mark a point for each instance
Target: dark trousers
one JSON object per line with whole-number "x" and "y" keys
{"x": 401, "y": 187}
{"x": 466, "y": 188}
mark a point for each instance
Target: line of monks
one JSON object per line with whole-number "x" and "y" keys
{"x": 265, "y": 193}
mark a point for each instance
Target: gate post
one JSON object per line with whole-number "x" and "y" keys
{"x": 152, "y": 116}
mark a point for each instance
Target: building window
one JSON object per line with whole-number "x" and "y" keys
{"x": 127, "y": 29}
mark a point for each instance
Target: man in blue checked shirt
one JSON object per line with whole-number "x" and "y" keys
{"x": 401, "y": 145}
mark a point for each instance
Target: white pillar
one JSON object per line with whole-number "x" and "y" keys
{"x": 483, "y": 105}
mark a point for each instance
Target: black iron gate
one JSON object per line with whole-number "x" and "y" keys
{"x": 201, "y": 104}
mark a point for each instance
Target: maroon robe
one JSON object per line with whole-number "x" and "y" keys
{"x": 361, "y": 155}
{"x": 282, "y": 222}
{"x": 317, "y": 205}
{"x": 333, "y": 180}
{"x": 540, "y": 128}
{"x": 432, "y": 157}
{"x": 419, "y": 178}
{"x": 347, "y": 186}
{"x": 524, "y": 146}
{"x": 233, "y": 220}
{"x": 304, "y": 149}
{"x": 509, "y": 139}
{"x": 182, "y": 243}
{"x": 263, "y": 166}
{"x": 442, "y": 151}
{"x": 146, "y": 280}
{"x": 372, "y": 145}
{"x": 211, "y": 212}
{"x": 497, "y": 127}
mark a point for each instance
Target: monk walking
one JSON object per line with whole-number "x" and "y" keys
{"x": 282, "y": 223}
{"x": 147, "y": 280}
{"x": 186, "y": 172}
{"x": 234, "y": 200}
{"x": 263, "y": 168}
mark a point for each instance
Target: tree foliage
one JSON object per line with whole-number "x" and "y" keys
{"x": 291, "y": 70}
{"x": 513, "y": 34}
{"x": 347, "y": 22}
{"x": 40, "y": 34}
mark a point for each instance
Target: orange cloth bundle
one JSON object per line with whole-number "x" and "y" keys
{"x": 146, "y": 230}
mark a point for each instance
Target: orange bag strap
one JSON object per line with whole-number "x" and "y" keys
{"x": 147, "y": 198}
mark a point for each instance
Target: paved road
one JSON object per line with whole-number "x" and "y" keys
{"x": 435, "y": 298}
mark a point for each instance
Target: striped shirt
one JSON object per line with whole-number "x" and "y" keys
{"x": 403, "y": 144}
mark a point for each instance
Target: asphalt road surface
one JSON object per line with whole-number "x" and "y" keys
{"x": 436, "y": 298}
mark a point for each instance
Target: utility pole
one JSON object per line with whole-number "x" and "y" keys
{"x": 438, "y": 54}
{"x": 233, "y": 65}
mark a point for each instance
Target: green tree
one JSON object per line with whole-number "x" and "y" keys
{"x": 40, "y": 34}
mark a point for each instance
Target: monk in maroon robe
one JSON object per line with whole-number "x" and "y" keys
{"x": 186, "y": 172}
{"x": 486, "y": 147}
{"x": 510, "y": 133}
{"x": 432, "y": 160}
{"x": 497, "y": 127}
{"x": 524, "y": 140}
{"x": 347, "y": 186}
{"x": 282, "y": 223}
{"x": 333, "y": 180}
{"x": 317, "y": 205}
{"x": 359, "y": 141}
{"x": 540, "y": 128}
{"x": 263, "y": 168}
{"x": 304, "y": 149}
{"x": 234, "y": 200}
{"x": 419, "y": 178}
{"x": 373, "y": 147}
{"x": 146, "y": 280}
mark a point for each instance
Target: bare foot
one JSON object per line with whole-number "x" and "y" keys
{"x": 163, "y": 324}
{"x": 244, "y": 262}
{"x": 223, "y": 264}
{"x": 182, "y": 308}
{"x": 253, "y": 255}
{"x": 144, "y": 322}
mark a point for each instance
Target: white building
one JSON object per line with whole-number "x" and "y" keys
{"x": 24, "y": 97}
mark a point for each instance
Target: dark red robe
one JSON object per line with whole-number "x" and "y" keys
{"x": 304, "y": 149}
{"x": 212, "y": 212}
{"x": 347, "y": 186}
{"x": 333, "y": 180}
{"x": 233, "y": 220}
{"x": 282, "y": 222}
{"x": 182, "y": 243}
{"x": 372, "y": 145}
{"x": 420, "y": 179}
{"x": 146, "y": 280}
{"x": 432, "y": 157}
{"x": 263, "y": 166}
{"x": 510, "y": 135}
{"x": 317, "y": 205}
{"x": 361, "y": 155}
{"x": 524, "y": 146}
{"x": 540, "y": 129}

+---+

**Work item**
Whatever else the listing above holds, retype exactly only the lines from the one containing "Target: man in blue checked shirt" to the one containing "Target: maroon robe", both ends kept.

**Written answer**
Target: man in blue checked shirt
one JSON object per line with whole-number "x" and "y" keys
{"x": 401, "y": 145}
mark a point for each instance
Target: white pillar
one JSON object per line with whole-number "x" and "y" keys
{"x": 483, "y": 105}
mark a point for each instance
Target: black iron gate
one JSON object per line with whole-number "x" and "y" keys
{"x": 201, "y": 104}
mark a point for each instance
Target: maroon robe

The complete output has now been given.